▶ _Text_

★ ★ ★ ★

Chapter 3: Action Chunking

Learning Objectives

Understand the action chunking paradigm and why predicting action sequences outperforms single-step predictions
Learn how Action Chunking with Transformers (ACT) and Diffusion Policy generate smooth robot trajectories
Implement action chunk generation and temporal ensembling for robust execution
Compare action chunking with traditional single-step behavior cloning

The Single-Step Problem

In traditional behavior cloning, a policy predicts one action at a time: given the current observation, output the next joint position or end-effector target. This frame-by-frame approach has several fundamental problems:

Compounding errors — small prediction errors accumulate over hundreds of steps, causing the robot to drift far from the demonstrated trajectory
Multi-modality — when multiple valid actions exist (go left or right around an obstacle), averaging them produces an invalid action (go straight into the obstacle)
Temporal inconsistency — consecutive predictions may conflict, causing jerky, oscillating motion

Action chunking solves these problems by predicting an entire sequence of future actions at once—a "chunk" of 10 to 100 timesteps. This gives the model a planning horizon and ensures temporal consistency within each chunk.

How Action Chunking Works

Instead of predicting a single action a_t, an action-chunking policy predicts a sequence:

π(o_t) → [a_t, a_t+1, a_t+2, ..., a_t+H-1]

where H is the chunk size (typically 10–100 steps at 10–50 Hz control frequency). The robot executes the first few actions from the chunk, then re-predicts a new chunk from the updated observation. This overlapping execution creates smooth, robust behavior.

★ ★ ★ ★

▶ _Provided material_
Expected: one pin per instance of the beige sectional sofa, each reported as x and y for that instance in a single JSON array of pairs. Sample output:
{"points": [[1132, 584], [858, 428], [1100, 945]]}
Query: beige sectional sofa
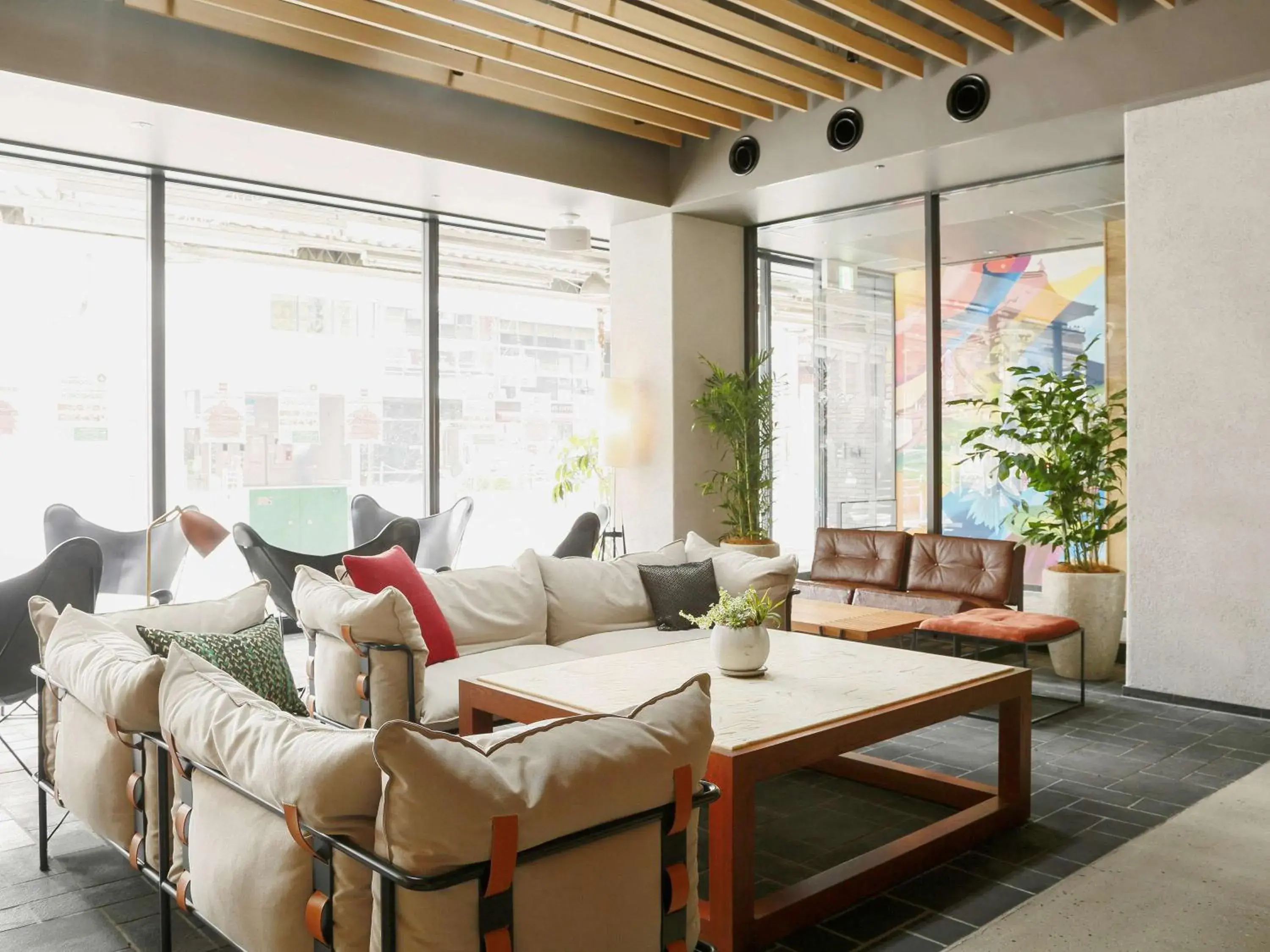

★ ★ ★ ★

▶ _Set exercise A_
What fundamental problems of single-step prediction does the action chunking chapter name?
▶ _Set exercise B_
In the action chunking chapter, at what control frequency does the chunk size typically range from 10 to 100 steps?
▶ _Set exercise C_
Continue the action chunking chapter from its last sentence.

▶ _Written response A_
Compounding errors, multi-modality, temporal inconsistency

▶ _Written response B_
10–50 Hz

▶ _Written response C_
Temporal Ensembling

When chunks overlap, multiple predictions exist for the same future timestep. Temporal ensembling combines these predictions using exponentially weighted averaging:

# temporal_ensemble.py — Temporal ensembling for overlapping action chunks
"""Implement temporal ensembling to combine overlapping action chunk predictions."""
import math


def exponential_weights(num_predictions: int, decay: float = 0.01) -> list[float]:
    """Generate exponentially decaying weights for temporal ensembling.

    More recent predictions get higher weight.

    Args:
        num_predictions: Number of overlapping predictions for a timestep
        decay: Exponential decay rate (smaller = more uniform weighting)

    Returns:
        Normalized weight list (most recent prediction last, highest weight)
    """
    raw_weights = [math.exp(-decay * (num_predictions - 1 - i))
                   for i in range(num_predictions)]
    total = sum(raw_weights)
    return [w / total for w in raw_weights]


def temporal_ensemble(
    action_chunks: list[list[list[float]]],
    chunk_starts: list[int],
    target_timestep: int,
    decay: float = 0.01,
) -> list[float]:
    """
    Combine overlapping action chunk predictions for a single timestep.

    Args:
        action_chunks: List of chunks, each is a list of action vectors
        chunk_starts: Starting timestep for each chunk
        target_timestep: The timestep to compute the ensembled action for
        decay: Exponential decay rate for weighting

    Returns:
        Ensembled action vector for the target timestep
    """
    # Collect all predictions that cover the target timestep
    predictions: list[list[float]] = []
    for chunk, start in zip(action_chunks, chunk_starts):
        offset = target_timestep - start
        if 0 <= offset < len(chunk):
            predictions.append(chunk[offset])

    if not predictions:
        raise ValueError(f"No predictions cover timestep {target_timestep}")

    # Weight more recent predictions higher
    weights = exponential_weights(len(predictions), decay)

    # Weighted average across action dimensions
    action_dim = len(predictions[0])
    ensembled = [0.0] * action_dim
    for pred, weight in zip(predictions, weights):
        for d in range(action_dim):
            ensembled[d] += pred[d] * weight

    return ensembled


if __name__ == "__main__":
    # Simulate 3 overlapping chunks (chunk size=4, action dim=2)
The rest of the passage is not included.